**RECORDS:**
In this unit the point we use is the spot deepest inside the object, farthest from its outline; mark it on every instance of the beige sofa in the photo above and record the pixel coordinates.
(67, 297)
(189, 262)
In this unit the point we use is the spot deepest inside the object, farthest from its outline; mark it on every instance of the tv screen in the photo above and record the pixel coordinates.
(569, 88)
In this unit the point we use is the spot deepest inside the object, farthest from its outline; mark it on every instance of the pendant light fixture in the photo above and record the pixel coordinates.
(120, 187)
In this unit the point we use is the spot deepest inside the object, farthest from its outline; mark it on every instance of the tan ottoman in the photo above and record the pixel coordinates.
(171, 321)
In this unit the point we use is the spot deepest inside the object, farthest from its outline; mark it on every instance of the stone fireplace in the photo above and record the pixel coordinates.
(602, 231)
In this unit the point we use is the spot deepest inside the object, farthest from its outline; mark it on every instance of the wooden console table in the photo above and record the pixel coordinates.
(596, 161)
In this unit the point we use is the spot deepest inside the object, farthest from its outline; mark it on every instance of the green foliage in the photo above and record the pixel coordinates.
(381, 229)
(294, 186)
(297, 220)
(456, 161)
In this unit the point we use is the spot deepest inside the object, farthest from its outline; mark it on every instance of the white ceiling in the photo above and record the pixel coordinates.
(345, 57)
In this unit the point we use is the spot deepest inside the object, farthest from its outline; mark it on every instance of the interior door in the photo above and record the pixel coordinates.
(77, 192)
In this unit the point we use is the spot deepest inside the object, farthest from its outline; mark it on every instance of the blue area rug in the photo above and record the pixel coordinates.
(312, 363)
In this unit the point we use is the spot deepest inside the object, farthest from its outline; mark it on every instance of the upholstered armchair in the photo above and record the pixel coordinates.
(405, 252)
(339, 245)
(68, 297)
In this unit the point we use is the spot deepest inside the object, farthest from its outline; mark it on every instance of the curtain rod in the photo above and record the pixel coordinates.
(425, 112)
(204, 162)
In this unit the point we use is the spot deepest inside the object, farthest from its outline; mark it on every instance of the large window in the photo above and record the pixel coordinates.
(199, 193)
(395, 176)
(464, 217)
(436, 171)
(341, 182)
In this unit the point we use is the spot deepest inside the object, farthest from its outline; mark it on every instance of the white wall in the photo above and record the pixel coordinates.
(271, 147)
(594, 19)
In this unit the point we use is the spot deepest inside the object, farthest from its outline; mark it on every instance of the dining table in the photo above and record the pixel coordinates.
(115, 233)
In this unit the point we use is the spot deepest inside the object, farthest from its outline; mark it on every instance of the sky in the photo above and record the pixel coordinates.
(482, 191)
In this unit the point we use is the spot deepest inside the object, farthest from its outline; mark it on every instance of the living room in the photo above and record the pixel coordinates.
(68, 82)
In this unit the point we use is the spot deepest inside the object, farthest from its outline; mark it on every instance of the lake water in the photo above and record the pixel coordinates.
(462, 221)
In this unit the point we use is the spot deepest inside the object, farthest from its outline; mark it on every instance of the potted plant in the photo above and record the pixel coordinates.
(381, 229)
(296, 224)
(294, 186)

**TASK BRIEF:** Write the entries out again in full, exactly as they appear above.

**RESPONSE FOR THIS EXERCISE:**
In this unit the point we use is the spot deepest inside the object, farthest from its outline; mark it on every instance of the beige sofa in the photo above and record the pixel coordinates.
(67, 297)
(189, 262)
In this unit the point we use is the spot deepest inside the object, farthest from its outline; mark it on every instance of the tv screen in the photo above and record the pixel coordinates.
(569, 88)
In this unit the point we use is the spot deepest inside the object, farthest from its outline; mark it on every instance of the pendant light fixture in the photo above and record the pixel coordinates.
(120, 187)
In this unit the point we use is the spot deepest inside the object, farthest from its outline; mark it on every instance of the tan ottoman in the photo above and record the pixel coordinates.
(171, 321)
In this unit the point we use is the spot deepest inside the object, farthest from its outline; mark it on every instance of the stone fireplace in the photo above and record the pixel coordinates.
(602, 231)
In this unit the point we use is the spot deepest inside the object, farthest from its outline; mark it on every instance of the wooden console table in the photo above and record the pixel coordinates.
(596, 161)
In this unit the point we use is the spot deepest inside the object, farthest from its outline; mark it on every instance of the green foliage in the photo above and record the pixel coordinates.
(381, 229)
(294, 186)
(297, 220)
(456, 161)
In this unit the point we use is the spot deepest inside the object, farthest from its outline; mark it on every instance of the white ceiling in the photo above and record the pixel coordinates.
(345, 57)
In this unit the point we use is the spot deepest inside the object, farthest from its outline; mark it on every instance of the interior door in the photo above and record the pixel coordinates.
(77, 192)
In this unit the point we use is the spot deepest inside the object, farthest from its outline; mark it on every instance of the blue area rug in the photo above and record the pixel coordinates.
(312, 363)
In this unit the point we use is the spot deepest inside the object, farthest from its outline; mark it on every instance of the upholstered armchair in the photo above and record the pixel coordinates.
(405, 252)
(339, 245)
(68, 297)
In this unit the point we use is the spot deepest inside the object, farthest from its outline; mark it on every instance of the curtain rod in the photo above and record the pixel coordinates.
(425, 112)
(204, 162)
In this unit the point we use is the spot deepest inside the object, farthest from its outline; mark it on every instance of the large window in the photo above and record the pixel coordinates.
(199, 193)
(395, 176)
(464, 217)
(436, 171)
(341, 182)
In this unit the point we use is the spot deepest inside the object, farthest from its outline; mark it on every instance of the white wall in the photo above and record the pixel coordinates.
(271, 147)
(594, 19)
In this unit the point we use is the spot deepest inside the object, farthest from its outline; mark it on every instance of the dining table in the photo above and record the pixel coordinates.
(115, 233)
In this unit the point we use is the spot deepest inside the object, farthest from its outline; mark it on every instance of the sky in the photo above and record the pixel coordinates.
(482, 191)
In this unit the point we use is the spot deepest inside the object, farthest from its outline; mark it on every instance of the living room in the photo above and record the pixel coordinates.
(68, 82)
In this unit the point we use is the spot deepest inside the object, farthest from its outline; mark it on every instance of the lake water in the photo above and record the pixel coordinates.
(462, 221)
In this unit the point we use is the spot deepest inside the object, farthest from its outline; mark it on every instance of the potted plant in the photo above and record the pixel coordinates.
(381, 229)
(296, 224)
(294, 186)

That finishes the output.